**Brief a:** In the judgment below, what do the claimants seek against the acquiring authority?

**Text to read:**
▬▬▬▬▬▬

UK case law
The Mayor and Commonalty and Citizens of the City of London v Transport for London
[2018] UKUT LC 345 · Upper Tribunal (Lands Chamber) · 2018
The verbatim text of this UK judgment. Sourced directly from The National Archives Find Case Law. Not an AI summary, not a paraphrase — every word below is the original ruling, under Crown copyright and the Open Government Licence v3.0.
Full judgment
Introduction
1. There are before the Tribunal applications by the parties regarding costs. The claimants seek costs against the acquiring authority. The acquiring authority seek costs against the claimants. Each party resists the claim for costs made by the other.

▬▬▬▬▬▬

**Data listing:**
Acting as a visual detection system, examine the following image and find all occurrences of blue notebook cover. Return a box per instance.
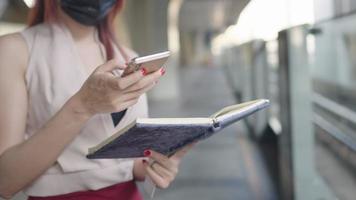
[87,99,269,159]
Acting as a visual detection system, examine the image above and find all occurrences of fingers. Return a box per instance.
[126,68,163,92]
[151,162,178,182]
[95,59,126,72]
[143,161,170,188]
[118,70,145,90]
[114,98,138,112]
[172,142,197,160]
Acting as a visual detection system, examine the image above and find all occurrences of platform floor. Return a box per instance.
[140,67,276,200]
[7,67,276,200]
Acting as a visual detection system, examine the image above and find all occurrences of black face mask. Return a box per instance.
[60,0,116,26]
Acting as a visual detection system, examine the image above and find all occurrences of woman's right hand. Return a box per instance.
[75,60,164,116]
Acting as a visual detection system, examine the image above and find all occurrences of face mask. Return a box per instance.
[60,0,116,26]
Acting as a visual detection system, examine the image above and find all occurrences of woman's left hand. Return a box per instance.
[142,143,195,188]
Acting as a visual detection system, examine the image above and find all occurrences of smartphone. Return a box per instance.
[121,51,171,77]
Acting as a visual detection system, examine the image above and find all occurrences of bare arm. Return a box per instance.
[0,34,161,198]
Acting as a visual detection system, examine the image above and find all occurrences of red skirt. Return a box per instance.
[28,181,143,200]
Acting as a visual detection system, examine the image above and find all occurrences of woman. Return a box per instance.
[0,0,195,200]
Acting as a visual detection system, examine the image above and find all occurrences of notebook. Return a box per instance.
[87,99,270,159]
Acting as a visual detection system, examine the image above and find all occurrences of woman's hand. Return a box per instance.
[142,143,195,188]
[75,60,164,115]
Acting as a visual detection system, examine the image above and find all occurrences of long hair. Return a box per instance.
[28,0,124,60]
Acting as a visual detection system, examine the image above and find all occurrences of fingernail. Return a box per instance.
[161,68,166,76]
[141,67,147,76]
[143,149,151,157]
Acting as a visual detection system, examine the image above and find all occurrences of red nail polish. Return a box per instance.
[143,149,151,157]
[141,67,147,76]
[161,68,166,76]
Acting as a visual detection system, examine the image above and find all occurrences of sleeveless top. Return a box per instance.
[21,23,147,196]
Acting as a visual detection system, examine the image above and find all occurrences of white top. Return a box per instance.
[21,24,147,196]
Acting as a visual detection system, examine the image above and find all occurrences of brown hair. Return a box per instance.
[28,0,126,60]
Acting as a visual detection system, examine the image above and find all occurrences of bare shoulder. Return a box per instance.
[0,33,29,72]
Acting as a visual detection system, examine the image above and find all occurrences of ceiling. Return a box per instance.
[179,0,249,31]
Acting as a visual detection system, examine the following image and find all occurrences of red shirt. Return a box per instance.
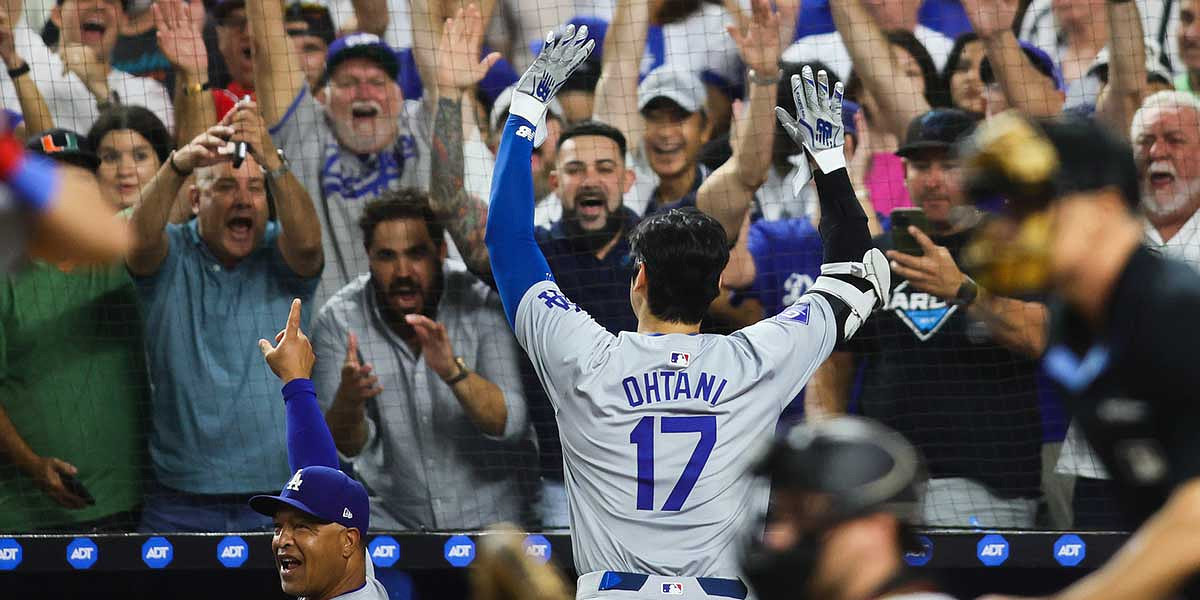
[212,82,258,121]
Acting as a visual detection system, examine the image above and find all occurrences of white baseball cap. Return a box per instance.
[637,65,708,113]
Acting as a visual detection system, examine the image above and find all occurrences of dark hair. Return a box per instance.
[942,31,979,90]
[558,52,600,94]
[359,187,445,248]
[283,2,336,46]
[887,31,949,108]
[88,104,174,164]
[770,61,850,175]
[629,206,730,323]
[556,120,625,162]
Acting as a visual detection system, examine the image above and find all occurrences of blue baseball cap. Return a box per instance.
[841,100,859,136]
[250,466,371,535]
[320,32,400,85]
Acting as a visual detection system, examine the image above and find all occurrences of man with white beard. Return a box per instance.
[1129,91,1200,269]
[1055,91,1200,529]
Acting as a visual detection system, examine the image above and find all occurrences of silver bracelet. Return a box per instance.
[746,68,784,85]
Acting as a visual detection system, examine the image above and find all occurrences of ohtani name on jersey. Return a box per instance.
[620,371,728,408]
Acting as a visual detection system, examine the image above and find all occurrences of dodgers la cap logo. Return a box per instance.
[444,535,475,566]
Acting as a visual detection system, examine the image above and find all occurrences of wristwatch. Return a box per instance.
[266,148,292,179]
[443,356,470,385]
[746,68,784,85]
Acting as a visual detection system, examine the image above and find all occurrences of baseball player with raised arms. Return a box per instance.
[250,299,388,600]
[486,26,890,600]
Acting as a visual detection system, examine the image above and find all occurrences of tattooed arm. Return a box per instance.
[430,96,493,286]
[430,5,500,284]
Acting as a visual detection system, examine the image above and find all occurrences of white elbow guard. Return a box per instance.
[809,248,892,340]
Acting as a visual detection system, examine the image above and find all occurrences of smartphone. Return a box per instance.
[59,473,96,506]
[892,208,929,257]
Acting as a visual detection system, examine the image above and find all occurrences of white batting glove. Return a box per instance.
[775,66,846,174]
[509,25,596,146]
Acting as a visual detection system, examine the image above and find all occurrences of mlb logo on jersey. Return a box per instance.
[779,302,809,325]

▬▬▬▬▬▬

**Brief b:** Duplicate the part of the entries that opens with the line containing "tattooed arm. Return a box per instance." and closes with the final line of the entries, keeping both of those lines.

**Correct answer a:** They seek costs against the acquiring authority.

**Correct answer b:**
Acting as a visual detection system, examine the image above and find all occurrences of tattooed arm. Return a box per instance.
[430,96,493,286]
[430,5,500,284]
Acting as a visual detection system, examine the image above and find all occurrences of white elbow guard. Return a box per instance.
[809,248,892,340]
Acting as a visual detection system, examine the image above and find all occurrences of smartphone. Return a box per instance.
[59,473,96,506]
[892,208,929,257]
Acting as a visual detection system, examine the image above and find all occurrences of white batting glove. Return a box per instance.
[775,66,846,174]
[509,25,596,146]
Acting as a visual detection system, examine the image above and find all occurrences of mlb logo on jersey. Return a box per instance.
[779,302,809,325]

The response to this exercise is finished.